# Excerpted text
▼

Jul 2, 2008, 7:30 PM

Post #6 of 9 (317 views)
Permalink
Re: readVInt, what is it for? [In reply to]

Lucene creates an inverted index and uses it to search.
Frequency is encoded in the .frq files:
http://lucene.apache.org/java/docs/fileformats.html

-Yonik

On Wed, Jul 2, 2008 at 10:04 PM, blazingwolf7 <blazingwolf7[at]gmail.com> wrote:
>
> Hmmm, I don't think I get it. How is it tracked during index time? I index my
> file earlier. Later I will open the index and perform a search. Shouldn't
> the frequency of each term in each document found be calculated at during
> the searching process?
>
>
> Yonik Seeley wrote:
>>
>> The frequency is tracked at index time. It's simply a read at query
>> time. See TermDocs.
>> If you really want to understand more about the code internals of
>> Lucene, I'd suggest stepping through more example queries with a
>> debugger.
>>
>> -Yonik
>>
>> On Wed, Jul 2, 2008 at 8:49 PM, blazingwolf7 <blazingwolf7[at]gmail.com>
>> wrote:
>>>
>>> Thanks, I am clear now on that. But do anyone know where is the frequency
>>> of
>>> the term for each document calculated? I mean which class it may be in
>>> and
>>> which method?
>>> Thanks
>>>
>>>
>>> Uwe Schindler wrote:
>>>>
>>>> A VInt is the way, how integers are stored in the index file in a
>>>> compressed
>>>> and variable length manner.
>>>>
>>>> Read here: http://lucene.apache.org/java/2_3_2/fileformats.html#VInt
>>>>
>>>> -----
>>>> Uwe Schindler
>>>> H.-H.-Meier-Allee 63, D-28213 Bremen
>>>> http://www.thetaphi.de
>>>> eMail: uwe[at]thetaphi.de
>>>>
>>>>> -----Original Message-----
>>>>> From: blazingwolf7 [mailto:blazingwolf7[at]gmail.com]
>>>>> Sent: Wednesday, July 02, 2008 11:47 AM
>>>>> To: java-dev[at]lucene.apache.org
>>>>> Subject: readVInt, what is it for?
>>>>>
>>>>>
>>>>> Hi,
>>>>>
>>>>> I am fairly new to Lucene and is now currently going through its source
>>>>> code. I am currently trying to determine how Lucene calculate the
>>>>> frequency
>>>>> of a term in each document located.

▲

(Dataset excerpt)
▼

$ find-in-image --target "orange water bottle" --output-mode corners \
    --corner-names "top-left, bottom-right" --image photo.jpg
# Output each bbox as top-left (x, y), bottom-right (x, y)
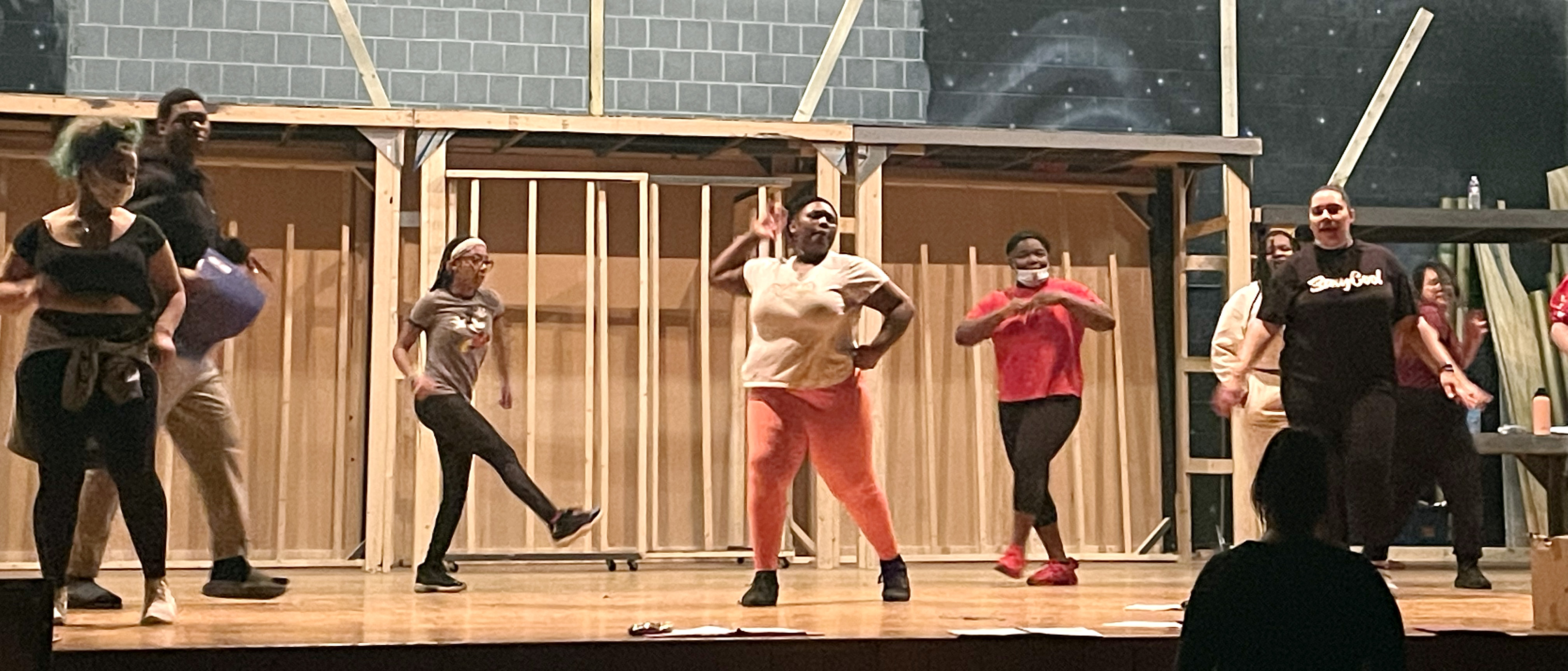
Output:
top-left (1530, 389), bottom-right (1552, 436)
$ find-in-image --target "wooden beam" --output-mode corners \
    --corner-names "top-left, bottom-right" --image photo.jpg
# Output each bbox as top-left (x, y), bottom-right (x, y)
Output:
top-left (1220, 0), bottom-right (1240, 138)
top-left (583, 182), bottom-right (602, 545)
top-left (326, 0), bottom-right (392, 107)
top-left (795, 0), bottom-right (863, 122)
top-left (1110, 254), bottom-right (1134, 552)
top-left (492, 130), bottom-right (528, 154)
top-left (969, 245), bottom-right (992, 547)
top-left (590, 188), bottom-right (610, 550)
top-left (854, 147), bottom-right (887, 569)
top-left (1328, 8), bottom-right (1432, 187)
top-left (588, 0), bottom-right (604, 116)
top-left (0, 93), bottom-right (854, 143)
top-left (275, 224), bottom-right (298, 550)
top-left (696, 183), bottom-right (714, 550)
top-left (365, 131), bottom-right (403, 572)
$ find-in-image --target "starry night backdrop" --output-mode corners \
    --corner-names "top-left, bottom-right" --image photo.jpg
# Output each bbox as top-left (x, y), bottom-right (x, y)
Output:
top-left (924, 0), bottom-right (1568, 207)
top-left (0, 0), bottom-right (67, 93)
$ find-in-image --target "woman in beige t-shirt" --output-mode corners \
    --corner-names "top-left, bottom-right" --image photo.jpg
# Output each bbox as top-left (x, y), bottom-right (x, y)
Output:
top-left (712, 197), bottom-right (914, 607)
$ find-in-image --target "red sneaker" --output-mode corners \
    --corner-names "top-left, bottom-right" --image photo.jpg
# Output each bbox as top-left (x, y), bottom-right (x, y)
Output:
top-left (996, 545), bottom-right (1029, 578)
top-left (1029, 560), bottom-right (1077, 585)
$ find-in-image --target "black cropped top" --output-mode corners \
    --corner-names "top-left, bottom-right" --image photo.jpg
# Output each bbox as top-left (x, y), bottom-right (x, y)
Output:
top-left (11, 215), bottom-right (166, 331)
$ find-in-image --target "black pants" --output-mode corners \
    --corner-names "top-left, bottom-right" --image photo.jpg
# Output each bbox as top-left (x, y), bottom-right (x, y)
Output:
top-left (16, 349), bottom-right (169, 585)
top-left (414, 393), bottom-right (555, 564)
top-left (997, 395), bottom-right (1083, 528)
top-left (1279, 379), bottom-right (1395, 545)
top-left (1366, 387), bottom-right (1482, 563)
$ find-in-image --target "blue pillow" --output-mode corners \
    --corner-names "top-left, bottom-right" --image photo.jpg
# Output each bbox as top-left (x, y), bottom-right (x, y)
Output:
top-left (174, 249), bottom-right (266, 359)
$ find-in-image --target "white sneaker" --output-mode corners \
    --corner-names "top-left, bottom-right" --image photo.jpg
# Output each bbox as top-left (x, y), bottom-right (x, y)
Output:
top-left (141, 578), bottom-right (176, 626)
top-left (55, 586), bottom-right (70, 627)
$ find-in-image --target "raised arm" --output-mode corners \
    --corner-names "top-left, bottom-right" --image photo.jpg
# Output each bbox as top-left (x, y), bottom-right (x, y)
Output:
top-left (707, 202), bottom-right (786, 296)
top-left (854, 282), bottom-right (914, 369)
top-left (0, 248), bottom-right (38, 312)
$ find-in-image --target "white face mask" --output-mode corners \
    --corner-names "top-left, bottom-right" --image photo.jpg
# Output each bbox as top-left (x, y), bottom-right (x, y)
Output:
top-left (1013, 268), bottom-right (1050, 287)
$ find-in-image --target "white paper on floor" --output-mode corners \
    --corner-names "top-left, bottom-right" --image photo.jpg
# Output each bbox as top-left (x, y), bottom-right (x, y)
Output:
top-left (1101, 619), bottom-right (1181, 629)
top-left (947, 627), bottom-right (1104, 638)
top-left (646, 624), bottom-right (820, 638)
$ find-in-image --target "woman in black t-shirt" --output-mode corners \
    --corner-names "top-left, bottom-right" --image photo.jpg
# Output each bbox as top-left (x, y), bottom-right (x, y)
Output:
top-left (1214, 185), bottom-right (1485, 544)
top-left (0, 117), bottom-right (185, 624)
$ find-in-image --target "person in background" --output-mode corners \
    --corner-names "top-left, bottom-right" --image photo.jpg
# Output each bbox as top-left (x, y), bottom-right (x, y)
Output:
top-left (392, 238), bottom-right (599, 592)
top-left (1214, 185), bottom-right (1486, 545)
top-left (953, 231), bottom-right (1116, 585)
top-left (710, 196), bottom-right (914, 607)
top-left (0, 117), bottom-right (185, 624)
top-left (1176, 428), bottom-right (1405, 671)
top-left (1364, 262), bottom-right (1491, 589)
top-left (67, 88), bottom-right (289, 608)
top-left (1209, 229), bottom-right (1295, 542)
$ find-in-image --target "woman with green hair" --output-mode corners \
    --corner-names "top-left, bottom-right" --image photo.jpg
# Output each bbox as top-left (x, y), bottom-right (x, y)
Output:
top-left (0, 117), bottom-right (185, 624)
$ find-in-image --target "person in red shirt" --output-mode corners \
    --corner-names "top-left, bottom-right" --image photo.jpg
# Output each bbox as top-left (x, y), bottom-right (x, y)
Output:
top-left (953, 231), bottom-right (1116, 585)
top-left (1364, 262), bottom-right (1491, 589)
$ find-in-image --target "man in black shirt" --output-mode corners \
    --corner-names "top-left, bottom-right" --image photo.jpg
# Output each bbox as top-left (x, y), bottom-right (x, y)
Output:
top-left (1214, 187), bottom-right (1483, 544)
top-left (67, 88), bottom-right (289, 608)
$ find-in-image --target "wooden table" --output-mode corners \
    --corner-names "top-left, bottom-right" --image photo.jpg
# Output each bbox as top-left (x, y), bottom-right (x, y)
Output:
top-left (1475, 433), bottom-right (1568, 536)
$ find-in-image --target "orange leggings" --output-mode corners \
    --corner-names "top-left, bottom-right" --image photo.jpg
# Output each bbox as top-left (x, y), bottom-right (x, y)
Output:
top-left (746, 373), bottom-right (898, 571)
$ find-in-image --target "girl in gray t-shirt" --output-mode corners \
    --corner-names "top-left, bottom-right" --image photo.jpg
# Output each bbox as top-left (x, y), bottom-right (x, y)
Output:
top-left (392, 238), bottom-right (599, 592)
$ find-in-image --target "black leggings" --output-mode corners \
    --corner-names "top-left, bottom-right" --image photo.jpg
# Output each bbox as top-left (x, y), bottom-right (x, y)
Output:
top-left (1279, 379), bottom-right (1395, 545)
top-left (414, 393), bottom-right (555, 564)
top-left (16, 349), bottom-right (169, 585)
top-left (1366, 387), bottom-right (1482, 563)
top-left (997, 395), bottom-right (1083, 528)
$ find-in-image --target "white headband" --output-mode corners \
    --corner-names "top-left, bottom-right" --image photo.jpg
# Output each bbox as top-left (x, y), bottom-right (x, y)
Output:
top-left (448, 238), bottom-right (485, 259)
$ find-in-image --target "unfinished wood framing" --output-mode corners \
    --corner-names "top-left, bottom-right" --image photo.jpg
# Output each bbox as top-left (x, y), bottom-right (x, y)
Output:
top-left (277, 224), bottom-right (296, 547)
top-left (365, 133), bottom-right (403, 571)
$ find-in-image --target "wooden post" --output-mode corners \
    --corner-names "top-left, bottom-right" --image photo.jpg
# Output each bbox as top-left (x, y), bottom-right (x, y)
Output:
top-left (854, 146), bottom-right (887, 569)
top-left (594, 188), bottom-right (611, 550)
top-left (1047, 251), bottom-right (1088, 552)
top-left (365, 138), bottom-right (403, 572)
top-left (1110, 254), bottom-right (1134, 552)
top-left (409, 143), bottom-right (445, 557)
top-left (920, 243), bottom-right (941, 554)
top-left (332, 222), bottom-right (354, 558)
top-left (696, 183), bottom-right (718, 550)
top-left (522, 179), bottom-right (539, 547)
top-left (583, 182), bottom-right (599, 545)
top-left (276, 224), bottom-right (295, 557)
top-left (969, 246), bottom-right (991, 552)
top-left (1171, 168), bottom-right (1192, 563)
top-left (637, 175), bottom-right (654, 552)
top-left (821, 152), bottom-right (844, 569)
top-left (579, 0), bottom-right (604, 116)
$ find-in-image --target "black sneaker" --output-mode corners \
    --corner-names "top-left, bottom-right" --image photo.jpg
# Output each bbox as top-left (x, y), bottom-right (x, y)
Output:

▲

# Written problem
Answer these questions from the readVInt thread:
(a) How does Uwe Schindler describe a VInt?
(b) Which class does Yonik Seeley say to look at to see how frequency is read at query time?
(c) In which files is frequency encoded, according to the top post?

# Solution to the problem
(a) It is how integers are stored in the index file in a compressed, variable-length manner.
(b) TermDocs.
(c) The .frq files.